● **About this task**:
Below are some entries. Repeat exactly the lines from the one with "the lit candle" through the one with "the green moss", and only those.

◆ ◆ ◆ ◆ ◆

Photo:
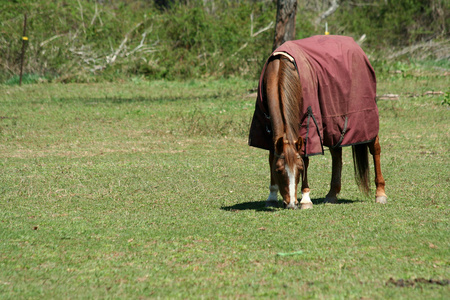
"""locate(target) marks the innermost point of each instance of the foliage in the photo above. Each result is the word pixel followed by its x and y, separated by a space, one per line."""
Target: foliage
pixel 127 191
pixel 86 41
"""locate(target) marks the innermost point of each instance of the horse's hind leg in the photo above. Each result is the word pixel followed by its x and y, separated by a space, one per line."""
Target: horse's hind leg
pixel 336 171
pixel 272 200
pixel 375 150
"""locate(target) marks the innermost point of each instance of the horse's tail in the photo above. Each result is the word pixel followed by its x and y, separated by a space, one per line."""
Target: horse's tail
pixel 361 165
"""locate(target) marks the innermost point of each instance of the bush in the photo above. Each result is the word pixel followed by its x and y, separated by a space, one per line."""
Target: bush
pixel 105 40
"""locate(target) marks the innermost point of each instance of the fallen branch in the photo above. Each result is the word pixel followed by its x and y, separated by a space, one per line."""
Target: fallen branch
pixel 388 97
pixel 433 93
pixel 270 26
pixel 334 6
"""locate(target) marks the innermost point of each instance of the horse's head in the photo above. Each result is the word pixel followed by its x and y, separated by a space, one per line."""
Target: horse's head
pixel 287 166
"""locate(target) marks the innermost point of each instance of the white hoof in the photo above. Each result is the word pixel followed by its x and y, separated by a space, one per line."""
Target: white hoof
pixel 306 205
pixel 381 199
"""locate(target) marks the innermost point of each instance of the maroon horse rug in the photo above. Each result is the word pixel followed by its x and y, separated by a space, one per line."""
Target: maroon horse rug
pixel 339 90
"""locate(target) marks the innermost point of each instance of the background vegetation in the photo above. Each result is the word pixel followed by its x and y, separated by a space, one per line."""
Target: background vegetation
pixel 147 189
pixel 84 41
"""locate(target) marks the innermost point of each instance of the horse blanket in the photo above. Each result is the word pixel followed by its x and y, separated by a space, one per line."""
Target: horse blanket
pixel 339 91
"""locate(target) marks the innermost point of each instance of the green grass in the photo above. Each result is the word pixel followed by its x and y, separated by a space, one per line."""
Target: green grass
pixel 149 190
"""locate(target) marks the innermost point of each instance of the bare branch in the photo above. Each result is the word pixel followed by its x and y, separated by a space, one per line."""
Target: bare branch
pixel 334 6
pixel 270 26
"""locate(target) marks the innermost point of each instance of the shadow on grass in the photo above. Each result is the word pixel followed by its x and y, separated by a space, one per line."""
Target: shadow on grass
pixel 261 205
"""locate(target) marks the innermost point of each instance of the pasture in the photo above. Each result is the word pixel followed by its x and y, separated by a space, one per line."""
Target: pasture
pixel 149 190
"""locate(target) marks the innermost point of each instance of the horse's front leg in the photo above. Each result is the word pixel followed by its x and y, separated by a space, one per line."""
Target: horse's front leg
pixel 336 171
pixel 272 200
pixel 375 150
pixel 306 202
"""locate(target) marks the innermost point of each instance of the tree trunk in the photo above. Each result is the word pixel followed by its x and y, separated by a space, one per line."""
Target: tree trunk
pixel 285 22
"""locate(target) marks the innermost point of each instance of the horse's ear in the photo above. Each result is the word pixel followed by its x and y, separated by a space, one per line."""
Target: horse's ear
pixel 279 144
pixel 299 144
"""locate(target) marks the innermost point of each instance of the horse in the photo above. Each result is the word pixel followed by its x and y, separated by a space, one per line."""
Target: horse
pixel 309 96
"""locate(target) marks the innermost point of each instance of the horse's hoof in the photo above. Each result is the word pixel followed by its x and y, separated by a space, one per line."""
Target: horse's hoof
pixel 332 199
pixel 272 203
pixel 381 199
pixel 306 205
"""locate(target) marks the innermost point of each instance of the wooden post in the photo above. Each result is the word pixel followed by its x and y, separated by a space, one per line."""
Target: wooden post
pixel 24 42
pixel 285 22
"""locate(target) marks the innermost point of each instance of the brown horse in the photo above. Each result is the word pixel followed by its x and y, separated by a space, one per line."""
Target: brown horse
pixel 284 126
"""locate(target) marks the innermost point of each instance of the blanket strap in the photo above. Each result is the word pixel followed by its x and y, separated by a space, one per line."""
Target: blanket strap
pixel 310 114
pixel 342 134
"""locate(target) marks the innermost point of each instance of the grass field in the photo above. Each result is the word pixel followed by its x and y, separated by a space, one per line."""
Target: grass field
pixel 149 190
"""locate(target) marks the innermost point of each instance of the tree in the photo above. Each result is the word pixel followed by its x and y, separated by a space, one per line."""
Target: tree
pixel 285 22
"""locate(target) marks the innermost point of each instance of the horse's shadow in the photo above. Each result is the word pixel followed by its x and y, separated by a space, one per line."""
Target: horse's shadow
pixel 261 205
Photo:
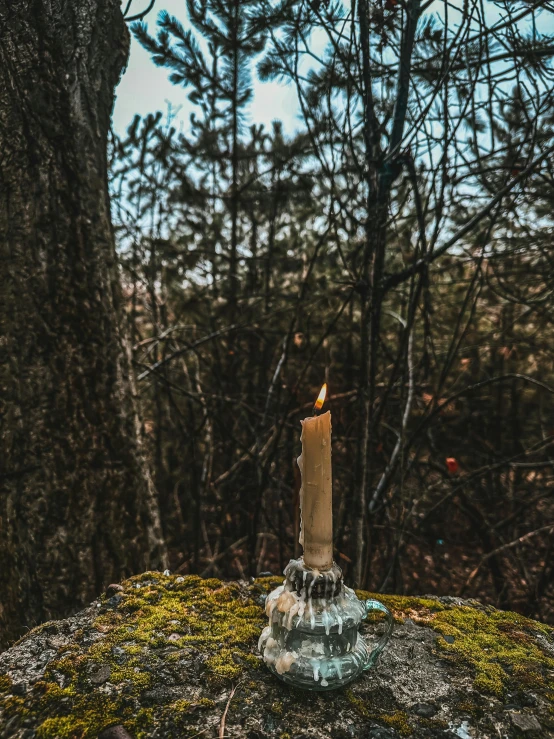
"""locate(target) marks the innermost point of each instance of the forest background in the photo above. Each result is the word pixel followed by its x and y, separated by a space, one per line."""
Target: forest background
pixel 243 253
pixel 392 238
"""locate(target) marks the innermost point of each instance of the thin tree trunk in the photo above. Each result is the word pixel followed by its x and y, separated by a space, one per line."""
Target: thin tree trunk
pixel 77 505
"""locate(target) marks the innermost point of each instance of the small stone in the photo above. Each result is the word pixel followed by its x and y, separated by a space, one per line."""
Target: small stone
pixel 19 689
pixel 101 675
pixel 113 589
pixel 380 732
pixel 525 722
pixel 118 653
pixel 425 710
pixel 115 732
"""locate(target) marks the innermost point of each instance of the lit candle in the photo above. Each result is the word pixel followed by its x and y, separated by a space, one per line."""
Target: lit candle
pixel 316 495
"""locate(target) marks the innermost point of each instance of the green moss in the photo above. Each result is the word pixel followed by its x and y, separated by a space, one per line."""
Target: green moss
pixel 397 720
pixel 159 621
pixel 212 618
pixel 500 647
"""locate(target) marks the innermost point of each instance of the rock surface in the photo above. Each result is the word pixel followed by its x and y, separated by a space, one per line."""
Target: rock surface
pixel 168 656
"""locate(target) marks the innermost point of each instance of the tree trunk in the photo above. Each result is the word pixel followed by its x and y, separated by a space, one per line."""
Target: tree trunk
pixel 77 506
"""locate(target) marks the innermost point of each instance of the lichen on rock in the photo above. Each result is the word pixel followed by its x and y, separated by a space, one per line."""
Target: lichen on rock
pixel 161 656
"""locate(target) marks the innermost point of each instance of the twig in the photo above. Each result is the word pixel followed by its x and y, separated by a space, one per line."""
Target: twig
pixel 489 555
pixel 222 724
pixel 139 16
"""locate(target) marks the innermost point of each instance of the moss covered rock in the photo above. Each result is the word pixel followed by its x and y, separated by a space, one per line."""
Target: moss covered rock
pixel 167 656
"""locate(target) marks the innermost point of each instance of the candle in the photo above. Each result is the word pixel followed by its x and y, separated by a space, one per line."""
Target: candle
pixel 316 495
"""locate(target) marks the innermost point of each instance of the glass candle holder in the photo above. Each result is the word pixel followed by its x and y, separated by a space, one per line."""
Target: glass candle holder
pixel 313 639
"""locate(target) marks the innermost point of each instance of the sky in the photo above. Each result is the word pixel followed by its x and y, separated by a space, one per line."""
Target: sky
pixel 145 88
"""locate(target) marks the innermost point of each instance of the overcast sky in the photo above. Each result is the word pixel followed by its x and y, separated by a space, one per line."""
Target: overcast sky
pixel 145 88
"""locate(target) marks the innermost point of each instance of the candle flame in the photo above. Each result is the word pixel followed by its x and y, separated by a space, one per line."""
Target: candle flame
pixel 321 397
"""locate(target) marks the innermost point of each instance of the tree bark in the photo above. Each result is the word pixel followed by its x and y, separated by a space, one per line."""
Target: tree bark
pixel 77 505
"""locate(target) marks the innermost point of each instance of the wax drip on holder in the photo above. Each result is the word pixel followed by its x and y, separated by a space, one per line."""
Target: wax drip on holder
pixel 313 639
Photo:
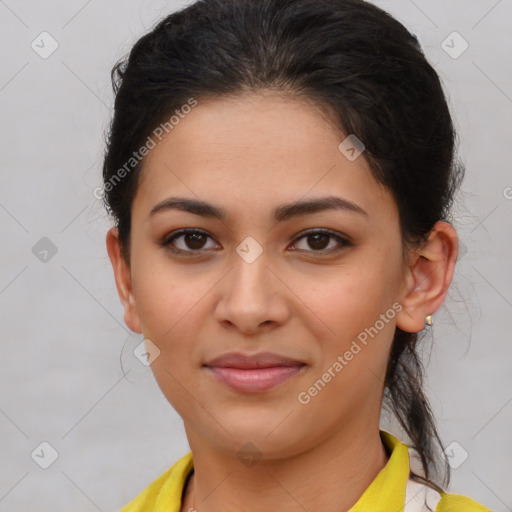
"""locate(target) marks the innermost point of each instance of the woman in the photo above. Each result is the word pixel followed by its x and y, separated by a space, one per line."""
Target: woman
pixel 280 174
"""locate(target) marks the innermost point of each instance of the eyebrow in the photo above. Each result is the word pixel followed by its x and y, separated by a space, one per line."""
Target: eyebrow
pixel 281 213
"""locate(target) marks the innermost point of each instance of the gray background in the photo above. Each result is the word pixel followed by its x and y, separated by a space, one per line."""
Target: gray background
pixel 63 335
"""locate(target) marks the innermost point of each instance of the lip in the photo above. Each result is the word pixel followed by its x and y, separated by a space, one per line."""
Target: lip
pixel 254 373
pixel 252 361
pixel 255 380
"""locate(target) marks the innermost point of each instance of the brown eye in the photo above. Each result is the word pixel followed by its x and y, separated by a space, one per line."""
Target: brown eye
pixel 187 240
pixel 318 241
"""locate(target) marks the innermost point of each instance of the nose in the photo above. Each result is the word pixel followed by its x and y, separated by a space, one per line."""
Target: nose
pixel 253 297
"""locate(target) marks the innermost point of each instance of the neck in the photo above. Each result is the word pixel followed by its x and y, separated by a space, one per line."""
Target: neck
pixel 331 476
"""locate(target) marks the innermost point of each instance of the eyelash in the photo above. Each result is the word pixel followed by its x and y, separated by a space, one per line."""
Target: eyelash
pixel 167 241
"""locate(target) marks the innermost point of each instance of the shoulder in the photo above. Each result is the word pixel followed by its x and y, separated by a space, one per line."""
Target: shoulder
pixel 422 498
pixel 459 503
pixel 164 493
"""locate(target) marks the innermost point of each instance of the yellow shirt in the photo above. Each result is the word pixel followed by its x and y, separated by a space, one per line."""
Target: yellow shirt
pixel 391 490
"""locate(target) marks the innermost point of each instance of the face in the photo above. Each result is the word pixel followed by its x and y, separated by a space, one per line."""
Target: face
pixel 302 283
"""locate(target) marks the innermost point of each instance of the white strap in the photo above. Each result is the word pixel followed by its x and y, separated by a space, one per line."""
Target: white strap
pixel 419 497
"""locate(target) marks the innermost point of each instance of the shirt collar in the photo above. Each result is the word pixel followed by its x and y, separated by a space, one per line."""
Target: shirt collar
pixel 386 493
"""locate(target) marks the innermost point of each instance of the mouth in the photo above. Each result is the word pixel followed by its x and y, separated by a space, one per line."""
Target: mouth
pixel 255 380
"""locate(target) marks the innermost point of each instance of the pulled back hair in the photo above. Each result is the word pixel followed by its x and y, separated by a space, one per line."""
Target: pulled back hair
pixel 347 56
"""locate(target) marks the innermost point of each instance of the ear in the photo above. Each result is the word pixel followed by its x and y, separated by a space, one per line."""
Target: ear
pixel 428 276
pixel 123 279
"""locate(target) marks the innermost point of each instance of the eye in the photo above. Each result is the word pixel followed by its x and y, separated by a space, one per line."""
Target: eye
pixel 318 240
pixel 192 240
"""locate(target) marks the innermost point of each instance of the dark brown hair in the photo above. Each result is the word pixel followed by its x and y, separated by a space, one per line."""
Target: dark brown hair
pixel 348 56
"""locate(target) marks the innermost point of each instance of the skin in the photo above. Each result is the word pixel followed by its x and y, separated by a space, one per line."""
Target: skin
pixel 248 155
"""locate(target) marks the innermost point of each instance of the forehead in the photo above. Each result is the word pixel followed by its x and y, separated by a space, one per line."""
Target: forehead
pixel 260 149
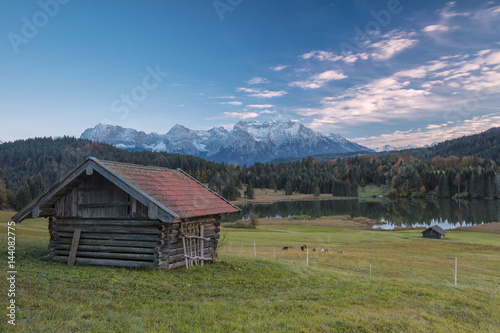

◆ ◆ ◆ ◆ ◆

● **Response to the task**:
"""locate(target) marks the innermost point of each instance of the lit candle in the photo above. Each result is the word pixel followed by its x and y, separated by a space, one per line."""
Target: lit candle
pixel 316 495
"""locate(target) marks the innermost point of each instance of the green moss in the photo above. Each result is the word pixel followed by its x and y, separated by a space, one per line."""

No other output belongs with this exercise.